[Task details]
Exactly as written, transcribe the lines that run from the one containing "of the sidewalk" to the end of the records below.

============================================================

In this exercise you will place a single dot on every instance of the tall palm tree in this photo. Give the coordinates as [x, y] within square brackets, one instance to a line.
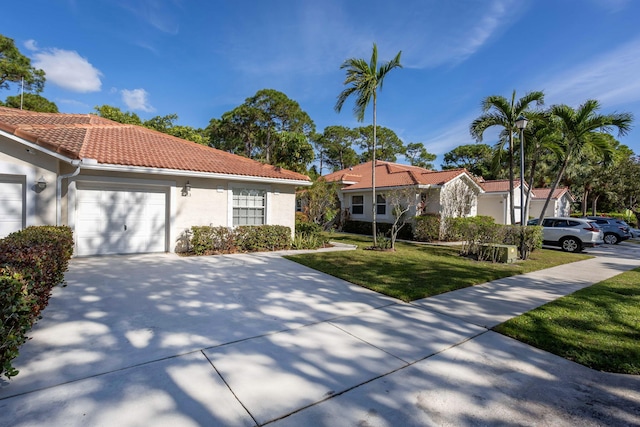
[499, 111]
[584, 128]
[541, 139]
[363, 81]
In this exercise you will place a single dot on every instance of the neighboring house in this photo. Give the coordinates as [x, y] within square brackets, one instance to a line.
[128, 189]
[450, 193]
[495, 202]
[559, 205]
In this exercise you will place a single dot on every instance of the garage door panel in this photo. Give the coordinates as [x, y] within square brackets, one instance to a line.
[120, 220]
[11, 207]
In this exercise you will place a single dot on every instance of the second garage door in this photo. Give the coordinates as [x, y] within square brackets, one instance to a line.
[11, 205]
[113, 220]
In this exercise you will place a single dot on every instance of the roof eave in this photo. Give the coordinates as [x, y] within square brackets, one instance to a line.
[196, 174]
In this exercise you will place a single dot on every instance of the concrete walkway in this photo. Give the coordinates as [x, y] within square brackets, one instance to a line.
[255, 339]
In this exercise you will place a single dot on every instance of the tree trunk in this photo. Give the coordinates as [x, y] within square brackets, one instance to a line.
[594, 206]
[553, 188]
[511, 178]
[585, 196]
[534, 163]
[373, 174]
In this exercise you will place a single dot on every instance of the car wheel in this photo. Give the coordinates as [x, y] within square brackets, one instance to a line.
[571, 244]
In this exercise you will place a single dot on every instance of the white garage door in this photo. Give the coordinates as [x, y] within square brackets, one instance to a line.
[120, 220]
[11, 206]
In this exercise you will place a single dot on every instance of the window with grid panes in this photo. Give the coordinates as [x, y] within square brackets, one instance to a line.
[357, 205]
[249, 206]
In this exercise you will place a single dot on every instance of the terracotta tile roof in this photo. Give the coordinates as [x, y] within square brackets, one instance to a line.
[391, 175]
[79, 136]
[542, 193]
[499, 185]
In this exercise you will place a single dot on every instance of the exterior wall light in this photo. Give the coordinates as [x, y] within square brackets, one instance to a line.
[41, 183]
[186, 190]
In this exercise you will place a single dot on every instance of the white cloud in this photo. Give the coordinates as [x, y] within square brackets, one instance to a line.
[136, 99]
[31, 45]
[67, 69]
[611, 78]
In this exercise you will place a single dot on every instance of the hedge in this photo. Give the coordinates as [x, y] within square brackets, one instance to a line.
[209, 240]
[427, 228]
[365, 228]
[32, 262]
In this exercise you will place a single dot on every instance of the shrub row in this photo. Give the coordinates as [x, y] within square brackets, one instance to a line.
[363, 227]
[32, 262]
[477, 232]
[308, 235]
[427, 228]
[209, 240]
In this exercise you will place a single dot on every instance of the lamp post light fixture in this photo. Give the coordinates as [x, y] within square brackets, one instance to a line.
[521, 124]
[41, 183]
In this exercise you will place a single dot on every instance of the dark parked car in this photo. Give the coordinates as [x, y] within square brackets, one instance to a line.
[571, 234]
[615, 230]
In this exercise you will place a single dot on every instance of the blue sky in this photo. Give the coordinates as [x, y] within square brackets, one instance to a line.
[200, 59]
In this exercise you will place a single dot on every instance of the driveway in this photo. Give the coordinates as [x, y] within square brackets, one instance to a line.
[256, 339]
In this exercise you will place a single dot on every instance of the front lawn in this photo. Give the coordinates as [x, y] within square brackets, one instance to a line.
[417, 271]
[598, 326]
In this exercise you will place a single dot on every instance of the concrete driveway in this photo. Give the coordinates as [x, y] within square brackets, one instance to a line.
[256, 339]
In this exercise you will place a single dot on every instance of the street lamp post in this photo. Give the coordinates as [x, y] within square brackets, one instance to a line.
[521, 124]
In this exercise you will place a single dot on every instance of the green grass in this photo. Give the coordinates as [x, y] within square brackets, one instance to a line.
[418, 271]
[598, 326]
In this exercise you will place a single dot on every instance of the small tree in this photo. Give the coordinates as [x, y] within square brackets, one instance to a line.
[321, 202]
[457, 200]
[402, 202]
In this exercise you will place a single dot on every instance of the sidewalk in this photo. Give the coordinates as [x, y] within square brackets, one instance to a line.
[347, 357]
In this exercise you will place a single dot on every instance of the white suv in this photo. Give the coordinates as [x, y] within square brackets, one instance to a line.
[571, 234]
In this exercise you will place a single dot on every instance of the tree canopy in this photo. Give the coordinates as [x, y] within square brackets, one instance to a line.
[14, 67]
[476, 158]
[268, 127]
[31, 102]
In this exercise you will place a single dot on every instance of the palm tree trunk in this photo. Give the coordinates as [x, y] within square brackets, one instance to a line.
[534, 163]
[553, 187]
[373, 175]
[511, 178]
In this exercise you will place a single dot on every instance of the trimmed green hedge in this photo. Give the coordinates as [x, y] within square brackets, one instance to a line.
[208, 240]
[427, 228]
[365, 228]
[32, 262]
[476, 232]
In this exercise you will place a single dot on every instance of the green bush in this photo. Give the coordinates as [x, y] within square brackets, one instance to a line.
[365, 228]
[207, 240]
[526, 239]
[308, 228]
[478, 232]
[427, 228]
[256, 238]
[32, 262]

============================================================

[Reply]
In this exercise you will place a single dot on every instance of the sidewalk in this photo. Give the coordinates as [x, y] within square brackets, one instance to a line.
[347, 357]
In this exercise you will place a single dot on every instance of the white suv in this photo. Give the coordinates as [x, y] within square brackets, one instance to a line.
[571, 234]
In this exercise you will place a single dot on every instance of the tree canopy in this photo. Give the coordinates as [x, y] within square brackets, one instance to a line.
[14, 67]
[476, 158]
[268, 127]
[31, 102]
In this exercise you will place a single dot on every instance of the palm tree trunk in this photo. Give the coordinates as [x, y] within square brackets, one instance to a line.
[534, 163]
[553, 187]
[373, 175]
[511, 178]
In this exercise you will place a single dot on every instance of the trimmed green hedge in this photo. Give the coordinates as [x, y] within square brackets, one instance to a line.
[208, 240]
[427, 228]
[365, 228]
[32, 262]
[476, 232]
In this exercise you will place a single dot on every instance of the green bush in this photo. Give the coordinates as [x, y] within square brackets, one instance to a line.
[365, 228]
[207, 240]
[526, 239]
[308, 228]
[478, 232]
[427, 228]
[256, 238]
[32, 262]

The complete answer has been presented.